(Stored items)
**********
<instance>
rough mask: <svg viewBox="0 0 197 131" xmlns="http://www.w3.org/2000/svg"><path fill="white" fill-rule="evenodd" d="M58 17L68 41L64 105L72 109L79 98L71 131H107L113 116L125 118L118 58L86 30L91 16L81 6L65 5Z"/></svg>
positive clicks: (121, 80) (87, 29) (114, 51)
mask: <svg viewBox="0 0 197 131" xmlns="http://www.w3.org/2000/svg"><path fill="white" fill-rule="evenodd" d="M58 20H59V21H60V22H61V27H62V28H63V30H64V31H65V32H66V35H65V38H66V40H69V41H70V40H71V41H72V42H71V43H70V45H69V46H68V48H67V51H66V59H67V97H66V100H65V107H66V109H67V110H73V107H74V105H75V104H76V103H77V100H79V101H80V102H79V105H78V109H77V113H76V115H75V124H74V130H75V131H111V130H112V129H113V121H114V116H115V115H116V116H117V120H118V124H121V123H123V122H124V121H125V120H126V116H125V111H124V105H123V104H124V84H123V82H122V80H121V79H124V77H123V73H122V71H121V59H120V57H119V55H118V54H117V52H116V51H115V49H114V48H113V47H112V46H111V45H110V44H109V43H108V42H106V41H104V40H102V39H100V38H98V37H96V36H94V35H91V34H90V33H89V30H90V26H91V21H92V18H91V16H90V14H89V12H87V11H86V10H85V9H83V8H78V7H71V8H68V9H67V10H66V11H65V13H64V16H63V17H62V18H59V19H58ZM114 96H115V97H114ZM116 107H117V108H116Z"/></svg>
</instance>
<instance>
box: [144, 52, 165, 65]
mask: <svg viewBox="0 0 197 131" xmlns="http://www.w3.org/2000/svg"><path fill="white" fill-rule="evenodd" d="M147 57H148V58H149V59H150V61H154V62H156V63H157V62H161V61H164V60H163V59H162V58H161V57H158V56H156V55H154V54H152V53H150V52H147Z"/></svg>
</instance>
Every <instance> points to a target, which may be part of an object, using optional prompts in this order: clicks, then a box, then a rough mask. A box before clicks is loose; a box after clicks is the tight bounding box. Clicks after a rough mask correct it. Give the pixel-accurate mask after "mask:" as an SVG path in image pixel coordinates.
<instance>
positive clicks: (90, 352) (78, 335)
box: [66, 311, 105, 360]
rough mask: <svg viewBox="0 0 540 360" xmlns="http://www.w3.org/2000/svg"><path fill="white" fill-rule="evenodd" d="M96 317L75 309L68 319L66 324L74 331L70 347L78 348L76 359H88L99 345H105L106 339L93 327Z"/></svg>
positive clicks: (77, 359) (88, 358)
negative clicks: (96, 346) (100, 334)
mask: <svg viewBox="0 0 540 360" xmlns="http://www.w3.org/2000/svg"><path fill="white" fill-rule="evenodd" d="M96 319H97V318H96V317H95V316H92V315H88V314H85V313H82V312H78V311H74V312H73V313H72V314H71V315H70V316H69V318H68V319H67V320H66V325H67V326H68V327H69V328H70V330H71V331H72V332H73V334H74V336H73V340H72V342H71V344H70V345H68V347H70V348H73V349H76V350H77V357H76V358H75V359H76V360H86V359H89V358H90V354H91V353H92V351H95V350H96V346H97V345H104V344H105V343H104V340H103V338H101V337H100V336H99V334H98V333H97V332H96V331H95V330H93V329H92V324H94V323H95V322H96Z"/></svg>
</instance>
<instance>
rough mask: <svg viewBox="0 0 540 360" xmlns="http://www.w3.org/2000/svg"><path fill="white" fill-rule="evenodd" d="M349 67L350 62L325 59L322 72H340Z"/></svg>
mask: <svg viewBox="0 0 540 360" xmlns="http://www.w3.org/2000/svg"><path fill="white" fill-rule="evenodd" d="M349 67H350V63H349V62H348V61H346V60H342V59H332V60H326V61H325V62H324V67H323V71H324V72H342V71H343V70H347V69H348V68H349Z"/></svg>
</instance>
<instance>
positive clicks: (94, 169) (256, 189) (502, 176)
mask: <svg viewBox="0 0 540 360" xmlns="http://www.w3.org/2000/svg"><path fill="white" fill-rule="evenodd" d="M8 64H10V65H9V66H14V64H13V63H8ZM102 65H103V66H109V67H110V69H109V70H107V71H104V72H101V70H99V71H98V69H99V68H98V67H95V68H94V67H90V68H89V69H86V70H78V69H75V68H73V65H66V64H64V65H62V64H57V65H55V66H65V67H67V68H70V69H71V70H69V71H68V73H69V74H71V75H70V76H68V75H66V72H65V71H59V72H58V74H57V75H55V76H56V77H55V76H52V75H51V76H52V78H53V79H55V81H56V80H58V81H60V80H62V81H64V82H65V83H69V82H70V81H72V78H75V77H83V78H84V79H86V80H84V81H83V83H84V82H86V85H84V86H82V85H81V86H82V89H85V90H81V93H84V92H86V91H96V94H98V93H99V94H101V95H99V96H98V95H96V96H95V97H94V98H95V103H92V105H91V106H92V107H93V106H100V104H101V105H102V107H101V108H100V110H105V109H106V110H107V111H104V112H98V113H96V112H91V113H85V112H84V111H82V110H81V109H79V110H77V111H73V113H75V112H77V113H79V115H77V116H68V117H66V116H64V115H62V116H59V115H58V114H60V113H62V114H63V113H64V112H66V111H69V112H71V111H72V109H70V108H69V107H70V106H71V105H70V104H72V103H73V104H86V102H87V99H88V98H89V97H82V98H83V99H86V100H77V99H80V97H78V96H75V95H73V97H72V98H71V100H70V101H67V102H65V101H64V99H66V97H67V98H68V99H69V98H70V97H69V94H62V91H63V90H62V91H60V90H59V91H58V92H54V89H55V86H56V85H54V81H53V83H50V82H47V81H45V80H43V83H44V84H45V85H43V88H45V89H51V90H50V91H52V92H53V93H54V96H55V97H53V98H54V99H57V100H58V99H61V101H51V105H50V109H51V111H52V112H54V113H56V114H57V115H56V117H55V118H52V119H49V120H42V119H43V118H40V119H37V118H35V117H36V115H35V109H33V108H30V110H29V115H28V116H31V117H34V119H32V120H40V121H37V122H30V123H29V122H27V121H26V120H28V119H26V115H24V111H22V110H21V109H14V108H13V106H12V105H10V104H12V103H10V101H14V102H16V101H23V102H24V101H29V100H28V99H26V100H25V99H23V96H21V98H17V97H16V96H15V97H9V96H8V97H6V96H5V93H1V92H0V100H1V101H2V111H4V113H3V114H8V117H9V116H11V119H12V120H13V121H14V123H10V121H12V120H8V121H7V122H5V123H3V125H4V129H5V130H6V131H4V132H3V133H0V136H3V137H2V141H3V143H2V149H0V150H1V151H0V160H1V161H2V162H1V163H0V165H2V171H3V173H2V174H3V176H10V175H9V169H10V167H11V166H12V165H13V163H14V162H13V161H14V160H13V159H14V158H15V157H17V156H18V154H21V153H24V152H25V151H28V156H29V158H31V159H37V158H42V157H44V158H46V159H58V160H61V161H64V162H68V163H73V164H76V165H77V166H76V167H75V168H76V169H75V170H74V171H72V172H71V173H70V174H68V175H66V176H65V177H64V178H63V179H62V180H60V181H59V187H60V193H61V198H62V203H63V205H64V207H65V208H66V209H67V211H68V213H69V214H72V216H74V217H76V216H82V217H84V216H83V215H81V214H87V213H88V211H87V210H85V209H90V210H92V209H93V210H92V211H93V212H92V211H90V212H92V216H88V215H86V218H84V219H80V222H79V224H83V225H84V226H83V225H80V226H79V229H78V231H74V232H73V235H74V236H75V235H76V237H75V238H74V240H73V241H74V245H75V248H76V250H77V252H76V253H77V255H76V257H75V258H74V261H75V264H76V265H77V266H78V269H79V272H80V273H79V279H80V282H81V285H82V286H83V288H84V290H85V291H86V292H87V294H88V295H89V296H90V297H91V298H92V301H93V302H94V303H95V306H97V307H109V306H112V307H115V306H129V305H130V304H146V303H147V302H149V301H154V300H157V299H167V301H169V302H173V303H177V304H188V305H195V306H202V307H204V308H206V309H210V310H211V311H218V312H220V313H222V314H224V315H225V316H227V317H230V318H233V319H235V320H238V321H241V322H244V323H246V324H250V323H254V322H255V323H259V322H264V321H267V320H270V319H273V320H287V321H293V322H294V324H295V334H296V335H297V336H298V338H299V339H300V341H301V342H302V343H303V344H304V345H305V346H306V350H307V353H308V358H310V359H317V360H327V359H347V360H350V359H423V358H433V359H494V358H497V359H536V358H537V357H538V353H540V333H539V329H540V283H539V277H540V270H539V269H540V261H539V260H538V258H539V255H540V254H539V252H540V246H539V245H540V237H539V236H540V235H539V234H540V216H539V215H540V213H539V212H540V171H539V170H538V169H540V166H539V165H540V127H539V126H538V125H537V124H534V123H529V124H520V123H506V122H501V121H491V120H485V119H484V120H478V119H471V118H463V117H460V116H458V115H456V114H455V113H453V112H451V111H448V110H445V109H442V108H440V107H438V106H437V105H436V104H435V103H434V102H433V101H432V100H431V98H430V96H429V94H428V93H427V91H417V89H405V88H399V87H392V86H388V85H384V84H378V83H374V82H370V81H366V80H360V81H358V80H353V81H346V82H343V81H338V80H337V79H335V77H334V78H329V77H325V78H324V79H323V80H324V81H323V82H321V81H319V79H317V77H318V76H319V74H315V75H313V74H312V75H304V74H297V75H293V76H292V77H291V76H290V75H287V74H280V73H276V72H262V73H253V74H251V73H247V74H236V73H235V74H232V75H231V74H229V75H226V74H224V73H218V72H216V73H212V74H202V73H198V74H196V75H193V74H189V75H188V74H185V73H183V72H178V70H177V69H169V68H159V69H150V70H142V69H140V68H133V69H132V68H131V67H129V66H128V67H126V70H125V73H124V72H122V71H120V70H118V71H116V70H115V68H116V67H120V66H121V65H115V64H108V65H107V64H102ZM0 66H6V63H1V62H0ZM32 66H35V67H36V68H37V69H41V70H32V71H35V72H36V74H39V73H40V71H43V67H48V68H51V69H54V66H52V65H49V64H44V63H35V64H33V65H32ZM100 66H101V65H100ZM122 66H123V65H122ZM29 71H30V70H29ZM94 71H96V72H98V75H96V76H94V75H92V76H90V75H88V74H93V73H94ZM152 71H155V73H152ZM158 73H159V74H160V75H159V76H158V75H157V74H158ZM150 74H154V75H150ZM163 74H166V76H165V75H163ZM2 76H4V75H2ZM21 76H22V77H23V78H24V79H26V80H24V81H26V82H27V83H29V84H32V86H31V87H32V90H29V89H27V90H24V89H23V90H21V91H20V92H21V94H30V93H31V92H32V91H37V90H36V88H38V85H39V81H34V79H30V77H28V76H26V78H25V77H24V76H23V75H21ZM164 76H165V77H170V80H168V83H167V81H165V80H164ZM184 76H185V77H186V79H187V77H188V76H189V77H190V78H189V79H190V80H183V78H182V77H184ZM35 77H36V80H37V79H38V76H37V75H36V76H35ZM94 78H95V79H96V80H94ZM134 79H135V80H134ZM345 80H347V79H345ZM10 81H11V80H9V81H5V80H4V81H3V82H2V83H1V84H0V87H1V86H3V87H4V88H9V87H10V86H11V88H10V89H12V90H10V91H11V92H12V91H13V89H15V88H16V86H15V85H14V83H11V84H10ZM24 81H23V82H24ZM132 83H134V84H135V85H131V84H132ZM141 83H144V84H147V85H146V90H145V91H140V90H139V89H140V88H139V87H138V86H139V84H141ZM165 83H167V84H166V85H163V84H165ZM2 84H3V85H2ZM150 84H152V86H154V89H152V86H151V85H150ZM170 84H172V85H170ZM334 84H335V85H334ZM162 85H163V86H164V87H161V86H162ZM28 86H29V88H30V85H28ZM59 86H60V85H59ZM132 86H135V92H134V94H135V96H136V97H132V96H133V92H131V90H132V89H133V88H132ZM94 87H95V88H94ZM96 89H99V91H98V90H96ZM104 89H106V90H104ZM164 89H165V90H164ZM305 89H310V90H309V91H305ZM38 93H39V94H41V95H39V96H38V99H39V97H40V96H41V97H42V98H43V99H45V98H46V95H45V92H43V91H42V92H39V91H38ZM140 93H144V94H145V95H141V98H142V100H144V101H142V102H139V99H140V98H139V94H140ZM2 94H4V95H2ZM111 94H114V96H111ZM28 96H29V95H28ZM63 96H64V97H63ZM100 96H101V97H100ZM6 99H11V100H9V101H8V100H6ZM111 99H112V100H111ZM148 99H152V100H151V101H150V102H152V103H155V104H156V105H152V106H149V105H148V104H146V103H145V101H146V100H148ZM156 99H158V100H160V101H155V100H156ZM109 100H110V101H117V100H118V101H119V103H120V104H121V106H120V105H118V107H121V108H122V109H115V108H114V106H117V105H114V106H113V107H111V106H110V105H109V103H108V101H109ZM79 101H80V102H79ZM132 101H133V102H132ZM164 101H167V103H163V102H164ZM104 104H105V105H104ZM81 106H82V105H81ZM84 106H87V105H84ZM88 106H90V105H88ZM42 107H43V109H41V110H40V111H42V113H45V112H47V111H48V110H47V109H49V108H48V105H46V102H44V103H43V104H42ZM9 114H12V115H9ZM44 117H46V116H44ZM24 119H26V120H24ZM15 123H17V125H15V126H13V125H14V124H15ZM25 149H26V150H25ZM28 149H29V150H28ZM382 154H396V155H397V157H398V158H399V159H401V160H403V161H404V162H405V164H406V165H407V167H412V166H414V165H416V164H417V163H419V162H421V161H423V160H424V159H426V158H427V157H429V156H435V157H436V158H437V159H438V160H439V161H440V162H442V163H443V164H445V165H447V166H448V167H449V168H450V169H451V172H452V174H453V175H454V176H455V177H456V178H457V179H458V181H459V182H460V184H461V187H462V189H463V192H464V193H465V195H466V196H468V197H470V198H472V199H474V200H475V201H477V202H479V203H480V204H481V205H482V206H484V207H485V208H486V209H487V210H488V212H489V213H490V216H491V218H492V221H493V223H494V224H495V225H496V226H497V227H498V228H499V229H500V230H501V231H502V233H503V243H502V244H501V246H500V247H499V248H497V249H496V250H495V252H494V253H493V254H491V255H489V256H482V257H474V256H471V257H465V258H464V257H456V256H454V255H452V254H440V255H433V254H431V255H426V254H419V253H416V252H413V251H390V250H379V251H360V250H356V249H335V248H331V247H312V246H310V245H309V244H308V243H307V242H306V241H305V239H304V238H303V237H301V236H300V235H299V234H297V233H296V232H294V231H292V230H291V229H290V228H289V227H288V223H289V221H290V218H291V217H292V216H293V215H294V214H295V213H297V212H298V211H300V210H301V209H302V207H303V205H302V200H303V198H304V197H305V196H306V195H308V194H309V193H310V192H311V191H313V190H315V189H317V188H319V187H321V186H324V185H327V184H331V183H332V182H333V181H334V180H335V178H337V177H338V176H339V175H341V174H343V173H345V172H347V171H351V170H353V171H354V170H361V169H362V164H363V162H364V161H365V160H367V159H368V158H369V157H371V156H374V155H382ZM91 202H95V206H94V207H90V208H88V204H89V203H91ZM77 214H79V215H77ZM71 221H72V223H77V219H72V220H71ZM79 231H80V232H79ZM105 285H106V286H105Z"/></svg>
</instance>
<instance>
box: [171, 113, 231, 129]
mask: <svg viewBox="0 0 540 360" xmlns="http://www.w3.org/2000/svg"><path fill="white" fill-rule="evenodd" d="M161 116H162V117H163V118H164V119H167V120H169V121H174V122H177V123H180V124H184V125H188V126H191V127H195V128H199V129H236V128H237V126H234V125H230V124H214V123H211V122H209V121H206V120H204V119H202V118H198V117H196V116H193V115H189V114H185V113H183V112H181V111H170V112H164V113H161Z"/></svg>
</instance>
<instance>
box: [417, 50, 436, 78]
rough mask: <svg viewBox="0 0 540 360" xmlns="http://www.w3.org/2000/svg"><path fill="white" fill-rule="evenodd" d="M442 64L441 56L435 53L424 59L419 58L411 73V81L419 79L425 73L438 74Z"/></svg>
**********
Up to and including the line with "17L68 41L64 105L72", repeat the entries exactly, beginning at their first line.

<instance>
rough mask: <svg viewBox="0 0 197 131" xmlns="http://www.w3.org/2000/svg"><path fill="white" fill-rule="evenodd" d="M58 17L68 41L64 105L72 109L79 98L71 131H107L113 116L125 118L118 58L86 30L91 16L81 6L65 5Z"/></svg>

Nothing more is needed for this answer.